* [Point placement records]
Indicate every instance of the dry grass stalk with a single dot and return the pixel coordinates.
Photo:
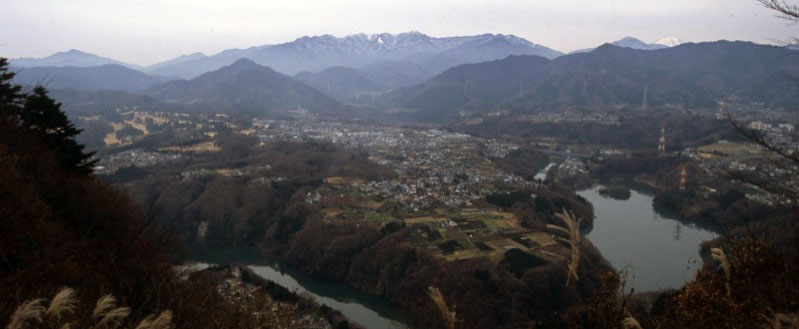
(782, 320)
(630, 323)
(719, 255)
(104, 304)
(163, 321)
(438, 298)
(29, 310)
(114, 317)
(572, 230)
(63, 302)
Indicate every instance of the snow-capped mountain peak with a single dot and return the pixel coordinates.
(669, 42)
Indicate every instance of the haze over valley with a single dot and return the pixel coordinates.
(403, 180)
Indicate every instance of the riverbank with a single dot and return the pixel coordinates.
(272, 305)
(657, 251)
(366, 310)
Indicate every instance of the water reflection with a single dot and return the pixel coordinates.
(657, 251)
(367, 310)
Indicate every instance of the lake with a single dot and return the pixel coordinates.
(657, 251)
(367, 310)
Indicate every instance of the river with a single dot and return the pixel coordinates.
(656, 250)
(367, 310)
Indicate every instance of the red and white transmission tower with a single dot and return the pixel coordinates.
(683, 177)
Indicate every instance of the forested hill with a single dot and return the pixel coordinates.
(690, 75)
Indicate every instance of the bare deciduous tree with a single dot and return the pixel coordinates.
(572, 231)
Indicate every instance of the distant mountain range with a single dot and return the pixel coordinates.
(633, 43)
(687, 75)
(103, 77)
(341, 83)
(317, 53)
(72, 57)
(407, 73)
(243, 86)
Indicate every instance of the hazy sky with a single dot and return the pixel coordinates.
(148, 31)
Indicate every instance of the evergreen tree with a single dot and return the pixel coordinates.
(39, 113)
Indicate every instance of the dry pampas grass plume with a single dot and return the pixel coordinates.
(109, 314)
(63, 302)
(29, 310)
(163, 321)
(719, 255)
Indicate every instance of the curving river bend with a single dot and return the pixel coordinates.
(656, 250)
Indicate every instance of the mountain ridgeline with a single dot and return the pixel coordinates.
(321, 52)
(690, 75)
(243, 86)
(434, 78)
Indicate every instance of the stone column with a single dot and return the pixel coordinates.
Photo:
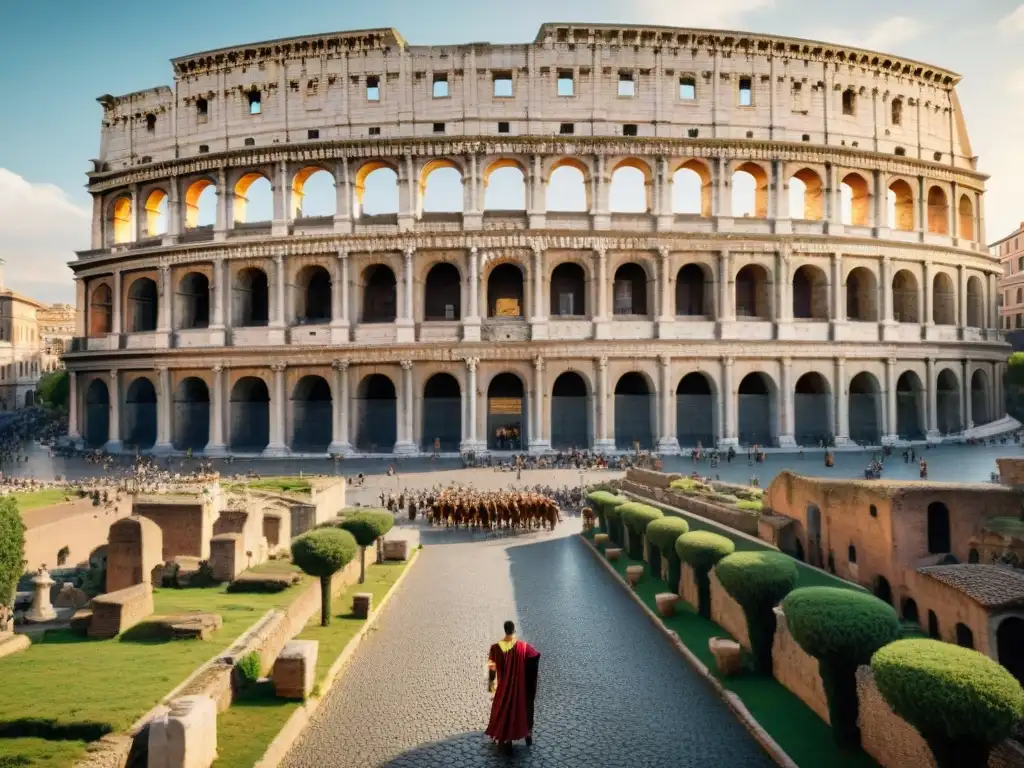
(279, 402)
(340, 444)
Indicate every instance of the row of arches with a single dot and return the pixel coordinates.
(567, 185)
(376, 412)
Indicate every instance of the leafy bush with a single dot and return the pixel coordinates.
(322, 553)
(841, 629)
(758, 581)
(662, 536)
(701, 550)
(961, 700)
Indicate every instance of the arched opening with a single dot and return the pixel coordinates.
(691, 189)
(938, 211)
(901, 206)
(750, 192)
(635, 413)
(442, 293)
(568, 291)
(441, 414)
(861, 296)
(905, 297)
(812, 411)
(909, 407)
(100, 310)
(694, 291)
(194, 301)
(377, 429)
(810, 294)
(754, 293)
(192, 415)
(506, 414)
(630, 290)
(140, 414)
(97, 414)
(505, 291)
(250, 298)
(855, 201)
(943, 300)
(569, 412)
(253, 200)
(380, 294)
(695, 411)
(966, 213)
(250, 415)
(865, 410)
(939, 542)
(806, 196)
(311, 415)
(947, 401)
(313, 300)
(142, 305)
(756, 407)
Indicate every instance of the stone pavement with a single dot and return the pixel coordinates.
(612, 692)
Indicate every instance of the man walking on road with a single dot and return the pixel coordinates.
(512, 669)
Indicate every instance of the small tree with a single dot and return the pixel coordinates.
(636, 517)
(842, 629)
(758, 581)
(322, 553)
(367, 527)
(662, 535)
(701, 550)
(961, 700)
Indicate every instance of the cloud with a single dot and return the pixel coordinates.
(40, 230)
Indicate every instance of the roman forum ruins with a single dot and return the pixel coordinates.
(806, 258)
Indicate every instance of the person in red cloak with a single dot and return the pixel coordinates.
(512, 669)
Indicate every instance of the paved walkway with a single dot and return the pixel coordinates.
(612, 692)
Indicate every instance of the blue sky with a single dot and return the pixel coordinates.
(56, 56)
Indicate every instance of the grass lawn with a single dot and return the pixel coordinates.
(73, 680)
(803, 735)
(255, 718)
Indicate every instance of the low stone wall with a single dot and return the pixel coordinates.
(797, 670)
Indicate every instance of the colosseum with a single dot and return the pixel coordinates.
(701, 236)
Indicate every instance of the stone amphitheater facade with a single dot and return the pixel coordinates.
(868, 315)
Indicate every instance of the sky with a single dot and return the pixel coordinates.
(56, 56)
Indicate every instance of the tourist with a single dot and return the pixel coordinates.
(512, 668)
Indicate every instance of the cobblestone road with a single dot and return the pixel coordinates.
(611, 691)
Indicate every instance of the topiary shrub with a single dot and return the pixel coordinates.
(701, 550)
(758, 581)
(662, 536)
(636, 517)
(322, 553)
(961, 700)
(841, 629)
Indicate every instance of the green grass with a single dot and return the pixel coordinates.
(803, 735)
(72, 679)
(255, 718)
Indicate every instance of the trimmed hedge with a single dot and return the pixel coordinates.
(758, 581)
(701, 550)
(961, 700)
(841, 629)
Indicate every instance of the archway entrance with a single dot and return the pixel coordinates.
(441, 414)
(634, 413)
(311, 415)
(377, 430)
(192, 415)
(250, 421)
(569, 412)
(694, 411)
(140, 414)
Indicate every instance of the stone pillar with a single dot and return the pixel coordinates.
(279, 403)
(340, 444)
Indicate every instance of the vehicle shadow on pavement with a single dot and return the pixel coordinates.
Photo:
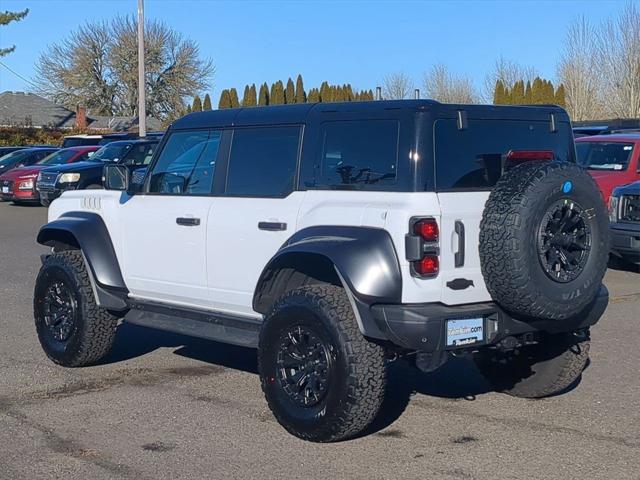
(457, 379)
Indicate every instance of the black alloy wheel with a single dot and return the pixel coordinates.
(59, 309)
(304, 365)
(564, 241)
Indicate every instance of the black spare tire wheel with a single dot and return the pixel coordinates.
(544, 240)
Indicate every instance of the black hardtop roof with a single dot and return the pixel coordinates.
(133, 141)
(295, 114)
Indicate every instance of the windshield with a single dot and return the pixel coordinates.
(612, 156)
(111, 153)
(13, 158)
(57, 158)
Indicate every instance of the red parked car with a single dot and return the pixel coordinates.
(19, 184)
(612, 160)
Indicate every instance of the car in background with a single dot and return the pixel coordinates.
(52, 182)
(18, 185)
(81, 140)
(24, 157)
(603, 127)
(612, 160)
(112, 137)
(9, 149)
(624, 215)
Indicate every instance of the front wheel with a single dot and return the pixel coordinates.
(322, 379)
(547, 368)
(73, 330)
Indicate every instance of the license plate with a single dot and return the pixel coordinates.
(465, 332)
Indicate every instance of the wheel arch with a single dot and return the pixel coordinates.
(362, 260)
(87, 232)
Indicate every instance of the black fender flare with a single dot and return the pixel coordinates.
(364, 259)
(87, 232)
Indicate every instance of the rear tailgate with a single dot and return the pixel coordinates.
(467, 164)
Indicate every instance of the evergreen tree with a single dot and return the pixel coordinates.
(517, 93)
(528, 97)
(325, 92)
(499, 94)
(264, 95)
(245, 96)
(206, 105)
(225, 100)
(549, 94)
(301, 97)
(560, 96)
(537, 91)
(507, 96)
(233, 93)
(197, 104)
(277, 93)
(253, 98)
(314, 96)
(290, 92)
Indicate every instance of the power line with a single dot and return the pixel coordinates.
(18, 75)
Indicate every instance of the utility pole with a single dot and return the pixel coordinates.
(142, 109)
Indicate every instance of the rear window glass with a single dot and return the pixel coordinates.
(604, 155)
(475, 157)
(358, 155)
(263, 161)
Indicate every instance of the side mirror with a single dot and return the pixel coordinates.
(116, 177)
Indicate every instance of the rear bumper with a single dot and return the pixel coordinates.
(422, 327)
(625, 241)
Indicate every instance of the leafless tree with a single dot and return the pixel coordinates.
(442, 85)
(618, 56)
(97, 66)
(397, 86)
(579, 71)
(508, 72)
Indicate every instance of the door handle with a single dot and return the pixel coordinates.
(188, 221)
(459, 256)
(272, 226)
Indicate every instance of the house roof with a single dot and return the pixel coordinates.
(24, 109)
(28, 109)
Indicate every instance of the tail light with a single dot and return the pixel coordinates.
(427, 229)
(427, 266)
(422, 247)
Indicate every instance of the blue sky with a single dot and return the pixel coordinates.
(355, 42)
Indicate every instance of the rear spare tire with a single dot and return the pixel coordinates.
(544, 240)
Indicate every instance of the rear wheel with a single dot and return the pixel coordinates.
(536, 371)
(322, 379)
(73, 330)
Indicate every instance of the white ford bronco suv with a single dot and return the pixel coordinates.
(335, 237)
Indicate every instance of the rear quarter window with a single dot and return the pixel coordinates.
(473, 158)
(357, 155)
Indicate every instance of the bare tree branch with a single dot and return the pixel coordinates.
(442, 85)
(97, 66)
(397, 86)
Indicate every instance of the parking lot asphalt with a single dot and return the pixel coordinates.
(168, 406)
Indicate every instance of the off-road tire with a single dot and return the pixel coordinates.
(510, 232)
(94, 329)
(547, 368)
(358, 375)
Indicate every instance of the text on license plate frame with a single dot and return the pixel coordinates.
(463, 332)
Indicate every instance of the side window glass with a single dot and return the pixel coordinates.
(186, 164)
(359, 155)
(263, 161)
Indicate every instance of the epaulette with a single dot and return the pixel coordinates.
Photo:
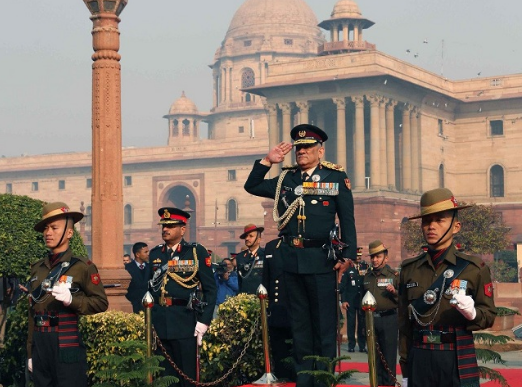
(289, 167)
(329, 165)
(477, 261)
(411, 260)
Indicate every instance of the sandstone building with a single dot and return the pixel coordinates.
(396, 128)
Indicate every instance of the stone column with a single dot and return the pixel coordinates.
(406, 156)
(304, 107)
(391, 146)
(286, 128)
(383, 144)
(414, 146)
(273, 126)
(341, 132)
(374, 141)
(359, 144)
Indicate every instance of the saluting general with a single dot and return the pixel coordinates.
(307, 198)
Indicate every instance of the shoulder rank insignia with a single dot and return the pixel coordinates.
(329, 165)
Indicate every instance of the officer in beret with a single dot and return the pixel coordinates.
(184, 290)
(307, 198)
(280, 332)
(351, 289)
(382, 282)
(445, 294)
(62, 287)
(250, 261)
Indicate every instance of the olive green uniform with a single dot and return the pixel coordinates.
(417, 275)
(59, 358)
(385, 319)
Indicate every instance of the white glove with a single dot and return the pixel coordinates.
(466, 306)
(62, 293)
(199, 331)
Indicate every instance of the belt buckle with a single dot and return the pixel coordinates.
(432, 338)
(297, 242)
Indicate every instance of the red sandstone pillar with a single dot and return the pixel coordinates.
(107, 194)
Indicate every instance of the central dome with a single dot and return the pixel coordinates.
(271, 18)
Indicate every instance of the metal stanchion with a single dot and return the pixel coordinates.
(148, 302)
(268, 379)
(368, 304)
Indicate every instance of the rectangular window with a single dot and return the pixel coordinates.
(496, 128)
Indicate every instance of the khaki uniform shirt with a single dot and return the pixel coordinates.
(86, 288)
(376, 282)
(418, 274)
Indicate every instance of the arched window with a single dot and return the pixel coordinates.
(127, 215)
(247, 78)
(232, 210)
(497, 181)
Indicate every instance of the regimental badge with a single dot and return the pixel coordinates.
(430, 297)
(95, 278)
(489, 289)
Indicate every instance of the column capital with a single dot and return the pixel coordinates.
(373, 99)
(340, 102)
(285, 107)
(357, 99)
(303, 105)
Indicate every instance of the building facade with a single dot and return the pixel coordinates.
(396, 128)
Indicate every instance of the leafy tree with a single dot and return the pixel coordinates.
(20, 244)
(482, 231)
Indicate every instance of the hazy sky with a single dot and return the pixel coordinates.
(167, 45)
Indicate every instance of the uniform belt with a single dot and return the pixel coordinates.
(384, 313)
(302, 243)
(44, 320)
(171, 301)
(434, 337)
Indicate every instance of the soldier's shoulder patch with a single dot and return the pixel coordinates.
(329, 165)
(95, 278)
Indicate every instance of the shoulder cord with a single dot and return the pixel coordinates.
(287, 215)
(416, 314)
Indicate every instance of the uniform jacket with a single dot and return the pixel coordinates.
(248, 279)
(376, 282)
(417, 274)
(177, 322)
(139, 284)
(86, 288)
(351, 286)
(320, 212)
(273, 282)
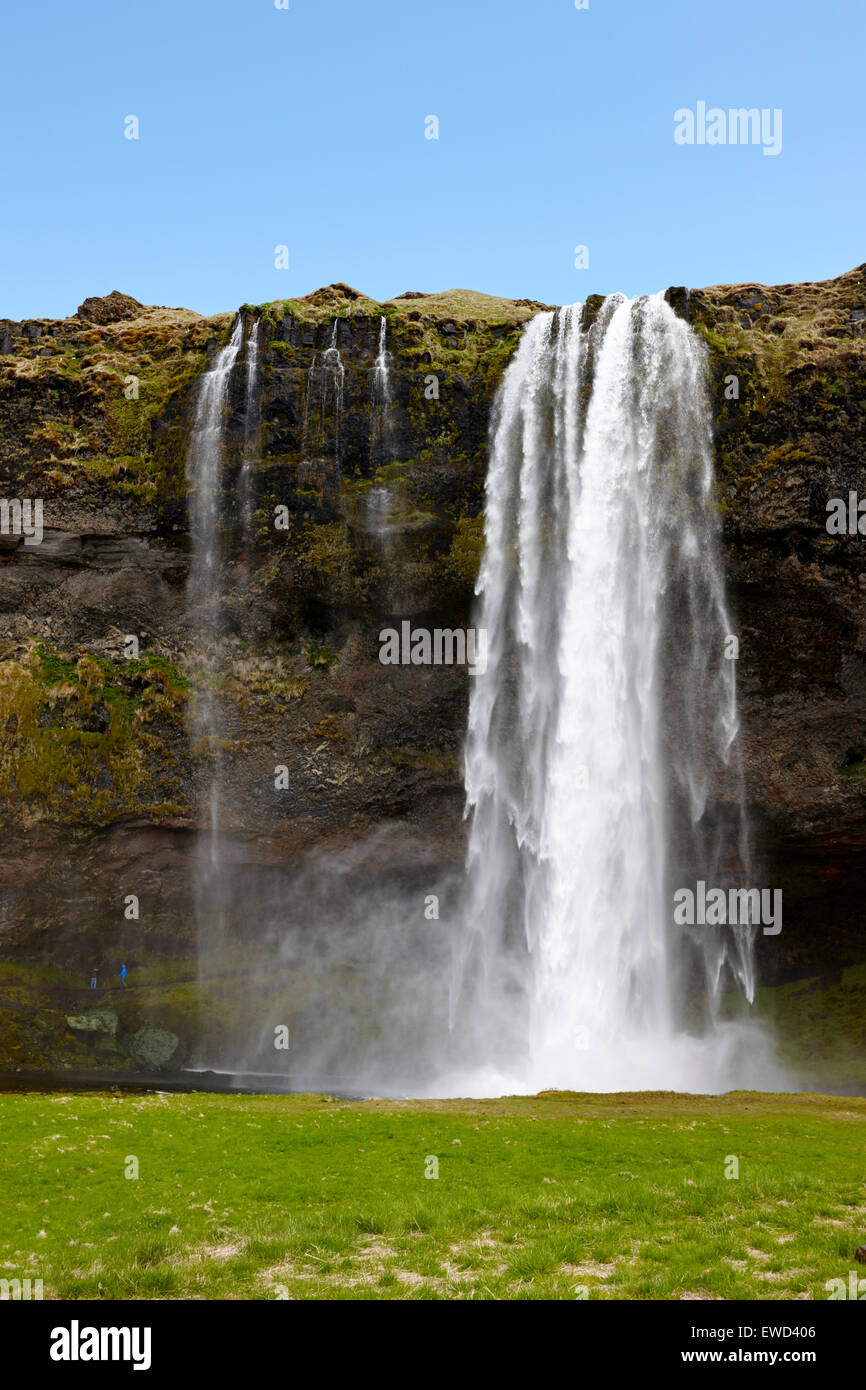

* [Written instruction]
Pull out every line of the entries above that contains the word "pillar", and copy each such line in full.

* [Result below]
Indicate every instance of the stone pillar with a single dot and return the pixel coordinates.
Indicate every instance of the red sandstone pillar with a single dot and return the pixel coordinates.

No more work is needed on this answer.